ARTICLE:
---+---

Mais dans l’ombre des tribunaux de Nuremberg, un autre réseau s’active : celui de l’exfiltration de milliers d’anciens officiers, scientifiques, et responsables du Troisième Reich, cherchant à fuir la justice alliée.
Beaucoup trouvent refuge en Amérique du Sud, mais un autre axe, moins connu, s’étend vers le Moyen-Orient.
Et au cœur de cette toile : le Vatican, des diplomates, et plusieurs gouvernements arabes fascinés par l’expertise militaire allemande.
Le Vatican, plaque tournante de l’exfiltration
La principale plateforme d’exfiltration se trouve en Italie, à Rome, dans le collège pontifical de Santa Maria dell’Anima, trois ans à peine après la défaite de l’Allemagne.
De nombreux nazis y reçoivent aide et protection. Parmi eux, des criminels de guerre de haut rang, bénéficiant de la complicité de certains prélats.
L’un des acteurs centraux de ce réseau s’appelle Walter Rauff, ancien haut fonctionnaire SS, logisticien de la Shoah, responsable de la mort de plus de 100 000 personnes.
Walter Rauff : du génocide à l’exil oriental
Arrêté le 30 avril 1945, Rauff parvient à s’évader.
Sous une fausse identité, il se réfugie à Rome, où il devient jardinier, puis professeur dans un orphelinat dirigé par l’Église catholique.
Son travail est même salué par le pape, qui lui décerne un titre honorifique.
Rien ne laisse soupçonner, à ce moment-là, que cet homme a participé activement à la machine d’extermination nazie.
En réalité, il n’agit pas seul. Dans l’ombre, l’évêque autrichien Alois Hudal, recteur du collège de Santa Maria dell’Anima, organise un vaste réseau d’exfiltration.
Alois Hudal : l’évêque des fuites nazies
Hudal publie dès 1937 Les fondements du national-socialisme, un texte où il cherche à concilier christianisme et idéologie nazie.
Antisémite convaincu, il voit dans le pan-germanisme une forme de mission divine.
Après la guerre, il fournit des faux certificats pontificaux aux anciens SS.
Ces documents, présentés à la Croix-Rouge, leur permettent d’obtenir de nouveaux papiers d’identité.
Face à l’afflux de demandes, la Croix-Rouge finit par juger que la seule signature d’Alois Hudal suffisait à valider les certificats.
Le Vatican, informé en 1946, se contente d’un avertissement deux ans plus tard, sans jamais le sanctionner.
Grâce à ce réseau, des dizaines de criminels de guerre rejoignent le Moyen-Orient, notamment la Syrie, en quête de nouveaux cadres pour reconstruire leurs armées.
La Syrie et l’héritage de la Gestapo
En 1948, un officier syrien sollicite Walter Rauff pour former un réseau d’experts allemands.

---+---

DONNÉES EXTRAITES:

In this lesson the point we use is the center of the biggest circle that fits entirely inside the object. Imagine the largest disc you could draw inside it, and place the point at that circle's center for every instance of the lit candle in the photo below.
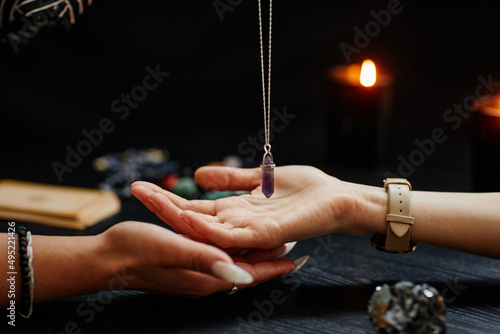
(360, 102)
(486, 145)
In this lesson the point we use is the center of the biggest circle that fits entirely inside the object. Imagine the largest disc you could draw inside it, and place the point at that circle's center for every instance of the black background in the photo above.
(60, 84)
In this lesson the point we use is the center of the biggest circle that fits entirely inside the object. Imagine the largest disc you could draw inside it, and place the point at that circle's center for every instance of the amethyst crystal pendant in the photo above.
(407, 308)
(268, 174)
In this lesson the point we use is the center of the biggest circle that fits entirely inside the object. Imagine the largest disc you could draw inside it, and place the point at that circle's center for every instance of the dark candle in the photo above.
(486, 145)
(359, 106)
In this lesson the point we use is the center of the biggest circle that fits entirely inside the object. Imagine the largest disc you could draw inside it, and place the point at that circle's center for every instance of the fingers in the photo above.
(228, 178)
(189, 254)
(265, 270)
(144, 190)
(223, 235)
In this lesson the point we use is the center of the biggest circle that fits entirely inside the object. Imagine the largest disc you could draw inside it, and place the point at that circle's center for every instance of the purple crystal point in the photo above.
(268, 175)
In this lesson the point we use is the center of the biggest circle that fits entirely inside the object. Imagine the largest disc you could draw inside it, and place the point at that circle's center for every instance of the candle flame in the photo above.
(368, 75)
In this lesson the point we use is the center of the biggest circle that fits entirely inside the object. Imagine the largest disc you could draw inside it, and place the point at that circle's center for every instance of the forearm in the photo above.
(63, 266)
(467, 222)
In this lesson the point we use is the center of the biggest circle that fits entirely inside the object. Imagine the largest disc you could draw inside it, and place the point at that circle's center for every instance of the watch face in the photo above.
(378, 242)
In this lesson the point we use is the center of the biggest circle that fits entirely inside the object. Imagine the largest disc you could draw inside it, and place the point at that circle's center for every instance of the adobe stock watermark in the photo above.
(223, 6)
(454, 118)
(96, 303)
(265, 308)
(253, 144)
(121, 108)
(372, 29)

---+---

TÂCHE DEMANDÉE 1:
Répondez à ces questions sur l'article consacré à l'exfiltration des nazis :
(a) Dans quel collège de Rome se trouve la principale plateforme d'exfiltration ?
(b) À quelle date Walter Rauff est-il arrêté ?
(c) Quel texte Alois Hudal publie-t-il dès 1937 ?
TÂCHE DEMANDÉE 2: Poursuivez l'article sur la fuite des nazis vers le Moyen-Orient, en reprenant juste après sa dernière phrase.

RÉPONSE RÉDIGÉE 1:
(a) Au collège pontifical de Santa Maria dell'Anima.
(b) Le 30 avril 1945.
(c) Les fondements du national-socialisme.

RÉPONSE RÉDIGÉE 2:
Rauff ouvre un bureau à Rome, sous la protection d’Hudal, et met sur pied un groupe d’anciens SS recrutés pour bâtir le nouveau service de renseignement syrien.
Inspiré directement de la Gestapo, ce service devient la pierre angulaire du renseignement militaire syrien moderne.
Mais après la défaite arabe de 1949 sur le plateau du Golan, Rauff quitte la Syrie pour l’Argentine, puis le Chili, où il mourra sans jamais avoir été jugé.
Le Grand Mufti de Jérusalem : un pont idéologique avec le nazisme
Dès les années 1930, Mohammed Amin al-Husseini, Grand Mufti de Jérusalem, établit des liens étroits avec Berlin.
Fervent antisémite, il voit dans Hitler un allié contre le colonialisme britannique et contre la création d’un État juif en Palestine.
En 1941, il se réfugie à Berlin et rencontre Himmler, qui l’aide à créer une unité SS composée de musulmans bosniaques.
Cette alliance idéologique marquera durablement les relations entre une partie du monde arabe et l’ancien régime nazi.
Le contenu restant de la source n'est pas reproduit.